Work order: Where the records hold the string "rough", show the whole line it sits on.

Listed records:
[Start of section]

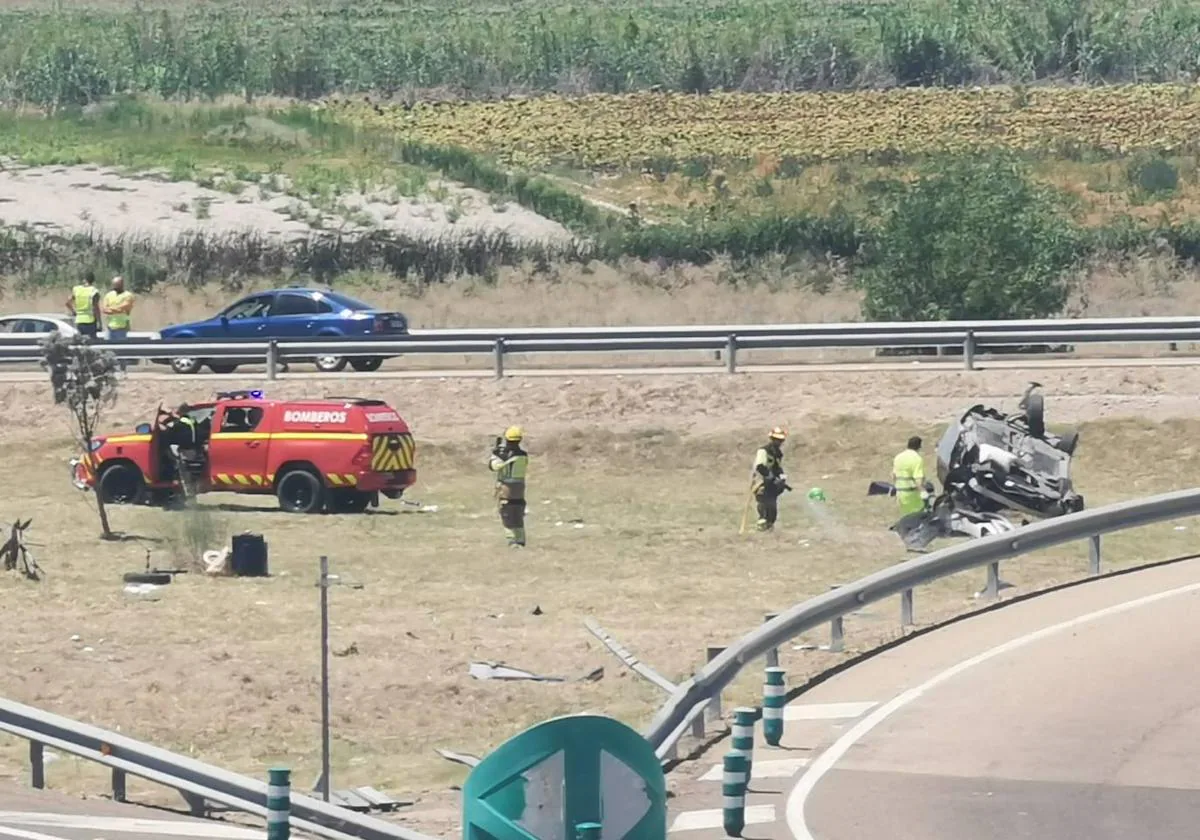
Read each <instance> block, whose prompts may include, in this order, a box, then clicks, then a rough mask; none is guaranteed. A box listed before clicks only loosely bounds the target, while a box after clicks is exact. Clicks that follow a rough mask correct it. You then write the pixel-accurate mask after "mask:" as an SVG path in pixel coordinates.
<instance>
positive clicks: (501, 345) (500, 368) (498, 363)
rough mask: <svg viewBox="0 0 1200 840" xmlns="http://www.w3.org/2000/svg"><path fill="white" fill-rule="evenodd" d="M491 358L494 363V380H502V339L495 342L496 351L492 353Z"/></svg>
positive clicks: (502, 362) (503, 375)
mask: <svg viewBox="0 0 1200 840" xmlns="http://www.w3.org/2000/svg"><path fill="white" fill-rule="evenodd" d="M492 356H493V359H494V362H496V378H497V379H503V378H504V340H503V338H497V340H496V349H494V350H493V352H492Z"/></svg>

[End of section]
[Start of section]

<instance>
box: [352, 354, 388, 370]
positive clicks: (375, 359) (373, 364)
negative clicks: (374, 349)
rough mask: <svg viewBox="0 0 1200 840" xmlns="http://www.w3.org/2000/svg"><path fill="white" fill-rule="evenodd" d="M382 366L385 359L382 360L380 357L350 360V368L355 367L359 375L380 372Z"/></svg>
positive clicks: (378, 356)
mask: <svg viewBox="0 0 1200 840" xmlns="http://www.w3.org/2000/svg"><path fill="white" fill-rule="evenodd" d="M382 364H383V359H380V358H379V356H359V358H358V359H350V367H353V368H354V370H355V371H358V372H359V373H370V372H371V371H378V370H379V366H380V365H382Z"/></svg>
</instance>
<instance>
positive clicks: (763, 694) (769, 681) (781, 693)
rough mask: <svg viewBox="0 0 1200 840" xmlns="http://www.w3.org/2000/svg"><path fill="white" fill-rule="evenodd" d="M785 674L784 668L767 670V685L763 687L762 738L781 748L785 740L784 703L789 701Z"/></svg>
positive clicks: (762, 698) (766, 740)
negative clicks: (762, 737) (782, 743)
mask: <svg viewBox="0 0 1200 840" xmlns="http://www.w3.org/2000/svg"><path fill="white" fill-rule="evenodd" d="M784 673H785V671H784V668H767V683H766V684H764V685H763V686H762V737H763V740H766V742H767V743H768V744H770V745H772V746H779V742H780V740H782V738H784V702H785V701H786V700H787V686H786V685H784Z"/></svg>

[End of section]

Completed exercise:
Read each <instance> block, whose prompts may include, in this order, a box, then clicks, then a rough mask; none is guaranteed. A box listed before clicks only loosely bounds the target, while a box after clicks is exact. Clicks that follow a rough mask correct it. You then write the pixel-accurate mask after "mask:" as an SVG path in pixel coordinates.
rough mask: <svg viewBox="0 0 1200 840" xmlns="http://www.w3.org/2000/svg"><path fill="white" fill-rule="evenodd" d="M491 358L494 363V380H502V339L495 342L496 351L492 353Z"/></svg>
rough mask: <svg viewBox="0 0 1200 840" xmlns="http://www.w3.org/2000/svg"><path fill="white" fill-rule="evenodd" d="M382 366L385 359L382 360L380 357L350 360V368L355 367L359 375L380 372Z"/></svg>
rough mask: <svg viewBox="0 0 1200 840" xmlns="http://www.w3.org/2000/svg"><path fill="white" fill-rule="evenodd" d="M785 674L784 668L767 670V685L763 687L762 738L781 748L785 740L784 703L789 701Z"/></svg>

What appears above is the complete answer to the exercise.